= Task instructions =
Starting at the line that has "Query: wooden fireplace mantel" and stopping after the line that has "M 329 207 L", reproduce the listing below exactly; omit everything else.

START Extracted material

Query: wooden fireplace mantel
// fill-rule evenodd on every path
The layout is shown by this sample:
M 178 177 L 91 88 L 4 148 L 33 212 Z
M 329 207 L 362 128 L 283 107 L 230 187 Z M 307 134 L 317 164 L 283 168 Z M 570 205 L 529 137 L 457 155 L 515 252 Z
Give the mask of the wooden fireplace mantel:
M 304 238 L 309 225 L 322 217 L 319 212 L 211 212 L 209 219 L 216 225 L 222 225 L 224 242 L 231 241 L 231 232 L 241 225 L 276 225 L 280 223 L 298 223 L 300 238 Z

END Extracted material
START Extracted material

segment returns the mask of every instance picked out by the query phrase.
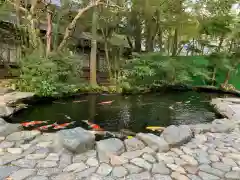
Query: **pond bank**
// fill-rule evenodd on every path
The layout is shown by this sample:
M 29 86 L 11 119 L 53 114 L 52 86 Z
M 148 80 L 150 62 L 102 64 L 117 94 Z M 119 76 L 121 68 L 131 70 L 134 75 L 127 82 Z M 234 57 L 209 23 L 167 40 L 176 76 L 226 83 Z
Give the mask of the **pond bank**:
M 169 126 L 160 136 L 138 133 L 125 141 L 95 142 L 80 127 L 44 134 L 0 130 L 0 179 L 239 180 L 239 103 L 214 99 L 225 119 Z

END Extracted material

= Expected output =
Query: wooden fireplace mantel
// fill-rule evenodd on every path
The layout is shown by this sample:
M 178 177 L 91 88 L 4 148 L 33 212 Z
M 329 207 L 362 128 L 283 107 L 230 187 Z M 307 134 L 317 164 L 283 168 Z M 570 205 L 529 137 L 457 155 L 515 252 Z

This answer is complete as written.